Problem to work on: Please copy, exactly as they appear below, the lines from the one containing "tag the duck eye, one point per instance." through the one containing "Each point like <point>277,184</point>.".

Record set:
-------

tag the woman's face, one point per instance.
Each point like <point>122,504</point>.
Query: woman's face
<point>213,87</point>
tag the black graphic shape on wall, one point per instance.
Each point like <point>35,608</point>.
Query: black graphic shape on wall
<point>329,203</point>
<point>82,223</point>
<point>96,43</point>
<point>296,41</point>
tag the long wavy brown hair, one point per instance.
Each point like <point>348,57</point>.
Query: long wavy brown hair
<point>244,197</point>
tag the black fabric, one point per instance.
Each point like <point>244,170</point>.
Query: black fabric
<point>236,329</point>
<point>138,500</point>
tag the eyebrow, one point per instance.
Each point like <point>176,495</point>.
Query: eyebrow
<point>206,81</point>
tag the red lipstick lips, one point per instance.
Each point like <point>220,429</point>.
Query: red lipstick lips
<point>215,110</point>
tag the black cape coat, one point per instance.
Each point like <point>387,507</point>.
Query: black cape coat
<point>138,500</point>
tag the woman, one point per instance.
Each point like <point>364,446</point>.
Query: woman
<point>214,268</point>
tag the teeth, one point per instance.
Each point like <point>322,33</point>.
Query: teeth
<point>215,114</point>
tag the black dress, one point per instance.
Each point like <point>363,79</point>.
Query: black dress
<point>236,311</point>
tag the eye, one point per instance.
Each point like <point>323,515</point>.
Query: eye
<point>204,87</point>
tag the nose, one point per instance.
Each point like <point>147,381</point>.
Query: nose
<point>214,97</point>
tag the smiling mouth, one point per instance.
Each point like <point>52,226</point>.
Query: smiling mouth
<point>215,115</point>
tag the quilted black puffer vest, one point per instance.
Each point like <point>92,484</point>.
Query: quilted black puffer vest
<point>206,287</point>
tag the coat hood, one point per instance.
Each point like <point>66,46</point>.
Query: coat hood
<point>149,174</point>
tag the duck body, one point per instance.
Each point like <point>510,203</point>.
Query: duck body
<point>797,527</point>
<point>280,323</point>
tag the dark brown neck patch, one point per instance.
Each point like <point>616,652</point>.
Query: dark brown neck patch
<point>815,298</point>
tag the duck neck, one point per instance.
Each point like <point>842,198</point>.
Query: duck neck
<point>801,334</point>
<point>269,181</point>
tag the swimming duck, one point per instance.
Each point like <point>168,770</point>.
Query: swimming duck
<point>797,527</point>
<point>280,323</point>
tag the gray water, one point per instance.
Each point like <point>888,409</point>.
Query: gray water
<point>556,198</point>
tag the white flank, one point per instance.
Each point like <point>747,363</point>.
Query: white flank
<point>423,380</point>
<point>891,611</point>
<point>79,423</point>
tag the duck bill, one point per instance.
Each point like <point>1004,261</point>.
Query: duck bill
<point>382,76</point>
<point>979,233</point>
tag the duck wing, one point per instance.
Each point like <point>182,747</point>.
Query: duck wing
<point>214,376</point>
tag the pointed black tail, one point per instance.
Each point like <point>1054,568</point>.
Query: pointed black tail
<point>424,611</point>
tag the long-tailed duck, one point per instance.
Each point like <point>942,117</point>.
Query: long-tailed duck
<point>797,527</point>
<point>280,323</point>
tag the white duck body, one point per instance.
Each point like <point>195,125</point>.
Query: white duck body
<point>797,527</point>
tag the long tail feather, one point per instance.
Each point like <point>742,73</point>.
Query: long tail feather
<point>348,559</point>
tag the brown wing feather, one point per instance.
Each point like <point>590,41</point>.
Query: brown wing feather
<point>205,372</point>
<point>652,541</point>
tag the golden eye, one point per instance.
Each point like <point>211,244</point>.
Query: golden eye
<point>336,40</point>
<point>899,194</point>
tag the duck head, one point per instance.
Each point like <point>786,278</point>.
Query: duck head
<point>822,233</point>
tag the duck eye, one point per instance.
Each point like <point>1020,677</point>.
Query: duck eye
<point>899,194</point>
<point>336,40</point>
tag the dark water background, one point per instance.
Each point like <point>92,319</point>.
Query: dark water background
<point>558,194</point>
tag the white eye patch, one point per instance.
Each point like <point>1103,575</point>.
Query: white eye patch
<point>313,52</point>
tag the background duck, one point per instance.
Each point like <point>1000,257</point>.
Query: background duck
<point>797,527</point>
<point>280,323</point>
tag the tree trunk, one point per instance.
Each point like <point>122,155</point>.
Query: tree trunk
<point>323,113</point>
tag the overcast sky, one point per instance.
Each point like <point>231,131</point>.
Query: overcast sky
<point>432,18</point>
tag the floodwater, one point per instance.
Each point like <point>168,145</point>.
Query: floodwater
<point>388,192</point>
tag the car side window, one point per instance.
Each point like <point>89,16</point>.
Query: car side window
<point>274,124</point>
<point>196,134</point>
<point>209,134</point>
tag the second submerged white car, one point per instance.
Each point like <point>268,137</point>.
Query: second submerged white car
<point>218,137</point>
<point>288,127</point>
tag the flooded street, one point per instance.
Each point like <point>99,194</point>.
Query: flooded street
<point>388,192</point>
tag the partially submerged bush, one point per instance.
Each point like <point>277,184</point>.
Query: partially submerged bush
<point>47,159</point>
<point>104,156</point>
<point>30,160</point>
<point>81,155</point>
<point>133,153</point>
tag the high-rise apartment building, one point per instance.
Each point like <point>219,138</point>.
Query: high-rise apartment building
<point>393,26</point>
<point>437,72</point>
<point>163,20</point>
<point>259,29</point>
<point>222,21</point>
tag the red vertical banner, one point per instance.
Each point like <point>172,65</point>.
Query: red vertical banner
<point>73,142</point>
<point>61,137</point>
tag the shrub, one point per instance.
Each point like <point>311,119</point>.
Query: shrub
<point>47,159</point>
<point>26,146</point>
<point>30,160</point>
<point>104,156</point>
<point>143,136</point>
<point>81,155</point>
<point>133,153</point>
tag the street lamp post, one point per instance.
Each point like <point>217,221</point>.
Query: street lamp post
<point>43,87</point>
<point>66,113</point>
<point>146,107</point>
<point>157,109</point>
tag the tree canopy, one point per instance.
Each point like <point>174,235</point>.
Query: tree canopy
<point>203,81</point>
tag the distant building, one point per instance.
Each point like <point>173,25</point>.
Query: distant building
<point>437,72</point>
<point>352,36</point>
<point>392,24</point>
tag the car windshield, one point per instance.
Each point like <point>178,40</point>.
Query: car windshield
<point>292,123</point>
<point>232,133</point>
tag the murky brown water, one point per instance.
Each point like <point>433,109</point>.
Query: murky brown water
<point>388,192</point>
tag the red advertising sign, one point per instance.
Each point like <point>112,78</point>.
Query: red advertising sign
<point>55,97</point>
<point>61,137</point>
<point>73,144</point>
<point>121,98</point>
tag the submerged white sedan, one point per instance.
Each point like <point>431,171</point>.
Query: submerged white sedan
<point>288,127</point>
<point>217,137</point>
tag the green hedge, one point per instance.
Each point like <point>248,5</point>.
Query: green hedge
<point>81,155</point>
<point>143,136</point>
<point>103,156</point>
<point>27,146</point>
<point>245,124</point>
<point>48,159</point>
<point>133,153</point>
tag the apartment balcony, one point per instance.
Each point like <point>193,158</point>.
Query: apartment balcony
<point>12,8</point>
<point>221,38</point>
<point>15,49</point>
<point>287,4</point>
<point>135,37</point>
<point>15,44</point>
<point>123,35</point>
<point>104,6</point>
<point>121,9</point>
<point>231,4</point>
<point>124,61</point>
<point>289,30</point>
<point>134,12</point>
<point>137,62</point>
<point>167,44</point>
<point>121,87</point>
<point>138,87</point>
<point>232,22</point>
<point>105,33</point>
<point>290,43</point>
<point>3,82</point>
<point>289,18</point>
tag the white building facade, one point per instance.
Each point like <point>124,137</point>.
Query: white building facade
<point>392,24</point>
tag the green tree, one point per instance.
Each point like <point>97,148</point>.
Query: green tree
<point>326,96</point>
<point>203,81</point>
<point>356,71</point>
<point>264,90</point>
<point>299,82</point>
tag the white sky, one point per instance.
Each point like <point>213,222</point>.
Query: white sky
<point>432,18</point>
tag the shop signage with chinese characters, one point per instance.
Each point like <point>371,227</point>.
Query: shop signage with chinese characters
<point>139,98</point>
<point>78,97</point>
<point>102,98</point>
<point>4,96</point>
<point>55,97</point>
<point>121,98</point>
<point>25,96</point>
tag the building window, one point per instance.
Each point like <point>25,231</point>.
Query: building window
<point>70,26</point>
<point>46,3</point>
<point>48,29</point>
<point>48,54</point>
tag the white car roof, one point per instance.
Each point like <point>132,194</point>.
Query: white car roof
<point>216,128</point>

-------

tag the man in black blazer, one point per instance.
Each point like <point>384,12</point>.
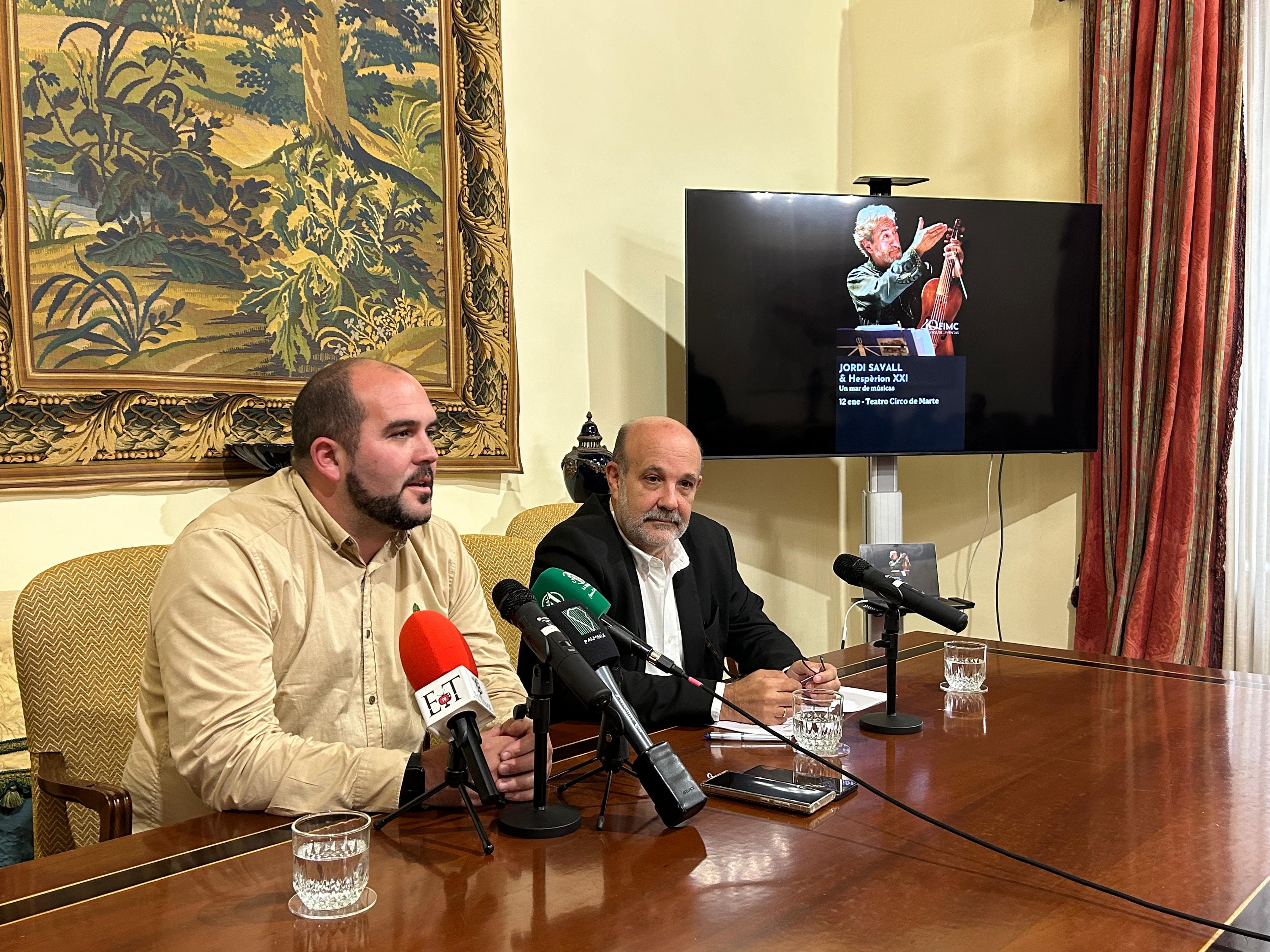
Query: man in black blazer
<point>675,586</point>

-------

Reply to the task:
tag the duck eye, one point per instance.
Each point like <point>1020,677</point>.
Query: duck eye
<point>899,194</point>
<point>336,40</point>
tag the dark water background, one point per instance.
Each point like <point>92,319</point>.
Query: dark water background
<point>558,194</point>
tag the white eye patch, one point per instance.
Each point like <point>1103,575</point>.
Query: white eye patch
<point>313,52</point>
tag the background duck, one point per instance.
Each point like <point>1000,257</point>.
Query: background duck
<point>797,527</point>
<point>280,323</point>
tag the tree trunk, one point per instance.
Each point like <point>122,155</point>.
Query: tree trunk
<point>323,113</point>
tag the overcast sky, one point per instance.
Each point like <point>231,131</point>.
Query: overcast sky
<point>432,18</point>
tag the floodwater, one point per instance.
Each point like <point>168,145</point>.
Query: floodwater
<point>388,192</point>
tag the car side window, one point per instance.
Each point like <point>89,16</point>.
Query: car side window
<point>274,124</point>
<point>196,134</point>
<point>209,134</point>
tag the second submerged white car, one point per instance.
Each point like <point>268,137</point>.
Query: second submerged white car
<point>218,137</point>
<point>288,127</point>
tag the flooded street, one point per instance.
Each point like <point>99,194</point>.
Query: flooded street
<point>388,192</point>
tag the partially submerged bush, one point per instance.
Each point like <point>277,184</point>.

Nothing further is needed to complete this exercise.